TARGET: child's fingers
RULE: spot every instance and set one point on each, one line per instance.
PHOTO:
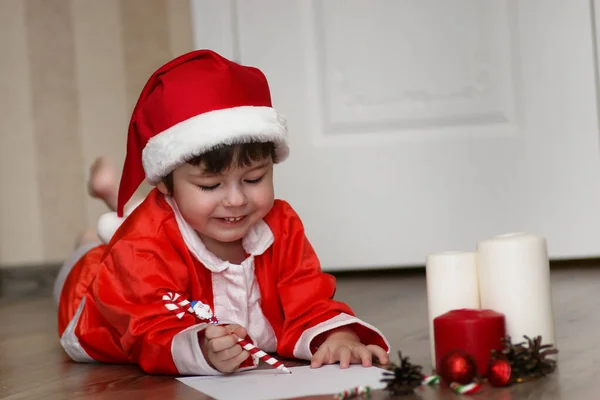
(238, 330)
(215, 331)
(344, 355)
(228, 353)
(318, 358)
(221, 343)
(363, 354)
(380, 353)
(234, 363)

■ Exercise task ■
Present the lines above as a numbered list, skipping any blank lines. Leave the picture out of your answer.

■ Finished exercise ■
1. TARGET: child's fingers
2. RULE: spot every instance and set one point on each, one line per instance.
3. PHOTO:
4. (238, 330)
5. (215, 331)
6. (344, 355)
7. (228, 353)
8. (318, 358)
9. (221, 343)
10. (363, 354)
11. (380, 353)
12. (234, 363)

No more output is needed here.